START

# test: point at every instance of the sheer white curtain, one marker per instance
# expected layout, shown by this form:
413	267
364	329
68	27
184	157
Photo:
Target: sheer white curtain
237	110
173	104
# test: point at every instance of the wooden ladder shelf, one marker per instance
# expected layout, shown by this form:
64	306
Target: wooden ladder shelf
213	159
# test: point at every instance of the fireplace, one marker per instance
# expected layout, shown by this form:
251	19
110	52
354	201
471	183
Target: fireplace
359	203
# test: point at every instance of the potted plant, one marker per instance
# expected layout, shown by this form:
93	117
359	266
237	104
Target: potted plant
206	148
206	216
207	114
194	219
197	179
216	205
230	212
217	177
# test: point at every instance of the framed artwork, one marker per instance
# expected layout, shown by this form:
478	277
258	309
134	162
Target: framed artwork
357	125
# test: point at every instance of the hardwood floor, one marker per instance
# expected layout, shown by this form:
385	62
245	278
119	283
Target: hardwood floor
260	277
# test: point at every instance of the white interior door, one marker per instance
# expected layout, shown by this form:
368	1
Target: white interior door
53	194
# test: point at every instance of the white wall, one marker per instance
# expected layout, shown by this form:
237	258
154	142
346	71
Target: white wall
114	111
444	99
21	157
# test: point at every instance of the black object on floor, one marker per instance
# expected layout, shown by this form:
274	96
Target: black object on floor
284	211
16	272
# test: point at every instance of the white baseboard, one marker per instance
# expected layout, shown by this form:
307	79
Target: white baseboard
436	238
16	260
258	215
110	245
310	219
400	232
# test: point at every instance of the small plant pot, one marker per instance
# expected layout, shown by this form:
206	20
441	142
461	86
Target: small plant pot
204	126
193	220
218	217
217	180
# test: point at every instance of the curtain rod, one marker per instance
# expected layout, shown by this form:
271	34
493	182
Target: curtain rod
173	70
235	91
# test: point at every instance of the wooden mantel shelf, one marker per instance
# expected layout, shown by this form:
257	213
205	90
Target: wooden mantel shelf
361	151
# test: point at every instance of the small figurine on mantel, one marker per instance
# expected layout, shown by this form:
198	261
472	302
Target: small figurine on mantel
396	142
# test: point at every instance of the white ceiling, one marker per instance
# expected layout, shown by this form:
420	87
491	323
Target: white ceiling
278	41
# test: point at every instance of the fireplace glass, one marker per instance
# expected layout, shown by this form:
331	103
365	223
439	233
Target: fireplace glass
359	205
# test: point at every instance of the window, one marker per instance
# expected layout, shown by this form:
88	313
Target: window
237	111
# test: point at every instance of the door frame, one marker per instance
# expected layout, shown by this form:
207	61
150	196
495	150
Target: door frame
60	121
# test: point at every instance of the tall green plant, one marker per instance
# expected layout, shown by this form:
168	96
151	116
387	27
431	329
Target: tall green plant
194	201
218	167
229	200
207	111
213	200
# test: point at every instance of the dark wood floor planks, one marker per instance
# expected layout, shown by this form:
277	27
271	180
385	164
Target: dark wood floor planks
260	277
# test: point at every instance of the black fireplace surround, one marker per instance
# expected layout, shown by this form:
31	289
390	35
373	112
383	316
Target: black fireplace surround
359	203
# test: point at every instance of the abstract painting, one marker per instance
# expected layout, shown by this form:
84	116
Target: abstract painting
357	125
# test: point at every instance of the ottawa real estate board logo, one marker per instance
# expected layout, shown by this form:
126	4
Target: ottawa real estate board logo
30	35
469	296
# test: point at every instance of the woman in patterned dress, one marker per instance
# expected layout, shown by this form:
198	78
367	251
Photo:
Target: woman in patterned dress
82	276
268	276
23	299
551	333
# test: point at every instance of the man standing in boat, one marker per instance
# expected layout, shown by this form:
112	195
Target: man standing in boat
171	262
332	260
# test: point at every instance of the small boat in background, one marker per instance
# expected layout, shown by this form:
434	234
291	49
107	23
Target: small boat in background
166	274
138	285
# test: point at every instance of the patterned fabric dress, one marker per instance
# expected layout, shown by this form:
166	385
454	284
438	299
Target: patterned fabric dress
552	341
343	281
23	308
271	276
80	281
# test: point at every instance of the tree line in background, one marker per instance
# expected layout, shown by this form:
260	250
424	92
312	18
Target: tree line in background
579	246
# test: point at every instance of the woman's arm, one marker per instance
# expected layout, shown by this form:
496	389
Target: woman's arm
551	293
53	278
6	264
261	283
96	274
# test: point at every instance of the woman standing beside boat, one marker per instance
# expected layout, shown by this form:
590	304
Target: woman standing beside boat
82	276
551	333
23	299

END

- _What to produce_:
Retype the listing above in full, with no alterations.

- _Complete answer_:
# test: point at every instance of the sheer white curtain, one marker per instance
# expected layout, shown by this form:
413	267
364	329
68	27
184	157
Photo:
Target: sheer white curtain
237	110
173	104
# test: point at every instance of the wooden ladder shelf, one marker per instance
# expected layout, shown by this form:
64	306
Target: wooden ladder shelf
213	159
# test: point at every instance of the fireplace, one marker per instance
# expected layout, shown by this form:
251	19
110	52
354	201
471	183
Target: fireplace
359	203
# test: point at every instance of the potted plant, one marker per instance
# expected layout, shown by this form:
93	117
359	266
237	104
Target: potted plant
206	148
206	216
207	114
194	219
197	179
216	205
230	212
217	177
# test: point at every instance of the framed artwork, one marker per instance
# expected layout, shown by this form:
478	277
258	309
134	162
Target: framed artwork
357	125
# test: point at every instance of the hardwood floor, one marker per instance
# expected layout, shown by this form:
385	62
245	278
119	283
Target: hardwood floor
260	277
# test: point at every instance of the white interior door, one marker per instance
# expected layout, shown by this form:
368	1
Target: white interior door
53	194
# test: point at every instance of the white wall, one marker per instance
# expected layout, shown by this form:
237	258
154	142
346	71
Target: white wall
114	111
444	99
21	157
# test: point at every instance of the black object on floor, one marker per instance
# expected layout, shown by this form:
274	96
Target: black object on floor
284	211
16	272
# test: point at every instance of the white baseboard, one marker per instance
# expected layout, shown by this form:
307	79
Target: white baseboard
436	238
16	260
258	215
110	245
310	219
400	232
# test: point at every instance of the small plant pot, one marker per instance
# expected layout, shown by this form:
206	20
441	142
461	86
Target: small plant pot
204	126
193	220
218	217
217	180
# test: point at every instance of the curtain rod, one marker per instance
# expected layout, shown by this form:
271	34
493	182
Target: curtain rod
173	70
235	91
# test: point at every instance of the wooden mantel shelf, one marker per instance
# expected layout, shown by this form:
257	213
205	90
Target: wooden mantel shelf
361	151
# test: point at every instance of the small figurine on mantel, one marker per instance
# expected layout, shown by this form:
198	261
472	302
Target: small figurine on mantel
396	142
# test: point at every instance of the white ceiling, one marker per instance
# expected layout, shown by this form:
420	87
491	323
Target: white ceiling
278	41
# test: point at every instance of the fireplace glass, one marker per instance
# expected layout, shown by this form:
331	103
365	223
439	233
Target: fireplace glass
359	205
# test: point at every instance of the window, one marker per instance
# expected layout, shown by this form:
88	313
Target: window
237	111
# test: point at every instance of the door frame, one marker per instance
# expected layout, shown by this form:
207	61
150	196
495	150
Target: door frame
60	121
# test: point at every instance of the tall green plant, one marker per instance
# expected layout, shown by this form:
168	96
151	116
387	27
431	329
Target: tall green plant
194	201
218	167
229	200
207	111
213	200
# test: point at every instance of the dark wood floor planks, one marker per instance
# expected layout, shown by this form:
277	27
271	180
385	164
Target: dark wood floor planks
260	277
# test: point at every instance of the black fireplace surround, one marker per instance
# expected layout, shown by this form:
31	289
390	35
373	112
383	316
Target: black fireplace surround
359	203
# test: point at every instance of the abstract painting, one marker per instance
# expected layout, shown by this form:
84	116
Target: abstract painting
357	125
# test: point at every instance of the ottawa real estate board logo, one marker per instance
# expected layout, shown by this form:
126	4
Target: ottawa real estate board logo
30	35
469	296
# test: point at every instance of the woman in patterned dress, one marker per instance
# expected layout, shown by this form:
198	78
367	251
Photo:
Target: woman in patterned dress
82	276
268	276
23	299
551	333
# test: point at every instance of the man standing in boat, one marker per instance
# expected layout, shown by this form:
112	195
Target: man standing in boat
171	262
332	260
# test: point at every instance of the small boat in background, one marker per instance
# expected layout, shown by this form:
434	234
291	49
107	23
Target: small boat in background
166	274
138	285
# test: point at every instance of the patterned fabric dress, one marker per instance
# expected layout, shown by this form:
166	385
454	284
438	299
Target: patterned fabric dress
552	341
343	281
23	308
271	276
80	281
# test: point at every instance of the tree line in background, one marker per instance
# expected layout, shown by this form:
260	250
424	92
312	18
Target: tree line in background
579	246
# test: point at every instance of the woman's arm, one marker per instance
# expected layout, shown by this form:
496	389
Target: woman's arm
551	293
53	278
6	264
261	283
96	274
# test: point at every instance of the woman standing beside boat, one marker per instance
# expected layout, shown by this form:
590	304
Target: woman standing beside boat
82	276
551	333
23	299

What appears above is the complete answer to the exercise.